RECORDED INFORMATION -
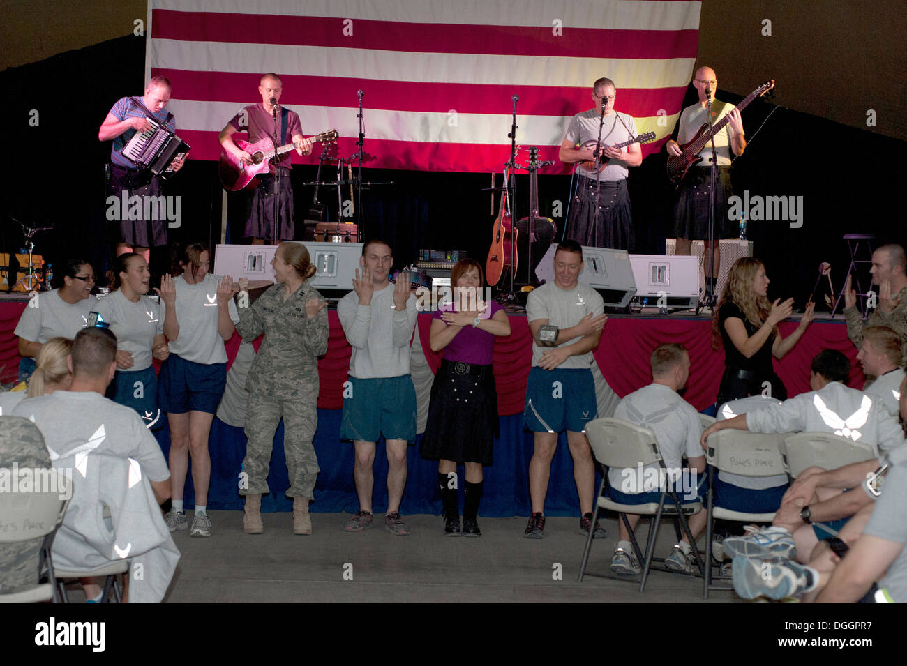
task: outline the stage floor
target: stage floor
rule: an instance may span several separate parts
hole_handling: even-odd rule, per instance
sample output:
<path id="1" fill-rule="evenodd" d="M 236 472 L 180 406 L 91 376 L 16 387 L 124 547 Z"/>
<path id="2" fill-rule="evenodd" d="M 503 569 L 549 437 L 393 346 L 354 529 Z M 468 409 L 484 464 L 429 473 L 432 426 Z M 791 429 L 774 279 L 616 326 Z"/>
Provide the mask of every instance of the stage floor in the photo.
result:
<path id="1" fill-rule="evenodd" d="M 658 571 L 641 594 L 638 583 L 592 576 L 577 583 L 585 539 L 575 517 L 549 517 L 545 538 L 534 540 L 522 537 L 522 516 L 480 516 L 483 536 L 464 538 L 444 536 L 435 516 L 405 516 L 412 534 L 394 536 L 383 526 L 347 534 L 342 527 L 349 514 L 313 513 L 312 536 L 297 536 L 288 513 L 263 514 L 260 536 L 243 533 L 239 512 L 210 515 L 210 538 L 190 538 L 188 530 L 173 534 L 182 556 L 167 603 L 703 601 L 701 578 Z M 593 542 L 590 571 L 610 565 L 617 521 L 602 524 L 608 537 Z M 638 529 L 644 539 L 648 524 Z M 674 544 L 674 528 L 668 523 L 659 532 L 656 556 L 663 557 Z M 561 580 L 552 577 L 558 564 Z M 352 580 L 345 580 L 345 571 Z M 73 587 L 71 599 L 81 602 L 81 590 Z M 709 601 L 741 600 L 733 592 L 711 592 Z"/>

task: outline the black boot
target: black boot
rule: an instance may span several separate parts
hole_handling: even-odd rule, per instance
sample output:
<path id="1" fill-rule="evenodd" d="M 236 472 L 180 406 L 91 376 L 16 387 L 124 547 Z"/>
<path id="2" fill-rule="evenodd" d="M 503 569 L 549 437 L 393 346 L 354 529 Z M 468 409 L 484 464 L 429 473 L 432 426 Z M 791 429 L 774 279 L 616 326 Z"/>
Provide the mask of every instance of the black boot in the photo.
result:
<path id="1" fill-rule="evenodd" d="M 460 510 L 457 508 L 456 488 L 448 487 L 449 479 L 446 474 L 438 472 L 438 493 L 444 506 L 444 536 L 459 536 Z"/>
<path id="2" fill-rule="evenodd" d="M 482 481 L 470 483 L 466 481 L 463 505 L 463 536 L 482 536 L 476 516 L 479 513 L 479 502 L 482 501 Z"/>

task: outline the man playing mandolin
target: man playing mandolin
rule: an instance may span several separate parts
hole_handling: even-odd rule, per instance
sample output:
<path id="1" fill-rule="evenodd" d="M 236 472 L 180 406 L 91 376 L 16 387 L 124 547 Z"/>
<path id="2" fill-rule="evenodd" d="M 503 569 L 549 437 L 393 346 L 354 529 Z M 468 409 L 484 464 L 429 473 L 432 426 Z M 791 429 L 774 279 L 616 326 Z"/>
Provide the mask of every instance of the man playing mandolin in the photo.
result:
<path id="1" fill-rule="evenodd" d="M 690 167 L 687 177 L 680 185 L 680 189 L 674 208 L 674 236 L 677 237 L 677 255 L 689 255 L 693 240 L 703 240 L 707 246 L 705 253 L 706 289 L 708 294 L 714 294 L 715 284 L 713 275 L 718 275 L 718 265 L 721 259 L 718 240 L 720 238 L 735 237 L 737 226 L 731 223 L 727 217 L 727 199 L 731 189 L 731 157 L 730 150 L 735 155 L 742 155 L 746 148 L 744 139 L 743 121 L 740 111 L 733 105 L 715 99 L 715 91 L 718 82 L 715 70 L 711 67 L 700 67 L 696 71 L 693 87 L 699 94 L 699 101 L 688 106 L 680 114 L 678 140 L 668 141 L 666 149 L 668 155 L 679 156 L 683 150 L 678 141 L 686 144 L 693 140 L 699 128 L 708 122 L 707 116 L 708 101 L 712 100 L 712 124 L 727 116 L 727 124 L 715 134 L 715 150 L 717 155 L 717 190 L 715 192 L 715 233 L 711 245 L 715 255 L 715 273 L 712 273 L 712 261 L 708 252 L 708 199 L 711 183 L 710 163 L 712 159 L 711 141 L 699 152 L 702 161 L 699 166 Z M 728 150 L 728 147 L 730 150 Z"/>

WRITTEN PROBLEM - Please reproduce the records character for character, starting with the line that contains "task: outline the black boot" and going on through the line that contains "460 510 L 457", with both of those lines included.

RESPONSE TO THIS TASK -
task: outline the black boot
target: black boot
rule: an instance may span several separate parts
hole_handling: even-odd rule, per instance
sample output:
<path id="1" fill-rule="evenodd" d="M 236 472 L 180 406 L 91 376 L 16 387 L 124 547 Z"/>
<path id="2" fill-rule="evenodd" d="M 503 569 L 549 437 L 393 346 L 354 529 Z M 468 409 L 484 464 L 429 473 L 432 426 Z M 791 429 L 774 279 L 616 326 Z"/>
Provide the mask of every instance of the black boot in the photo.
result:
<path id="1" fill-rule="evenodd" d="M 460 510 L 457 508 L 456 488 L 448 487 L 449 479 L 446 474 L 438 472 L 438 493 L 444 506 L 444 536 L 459 536 Z"/>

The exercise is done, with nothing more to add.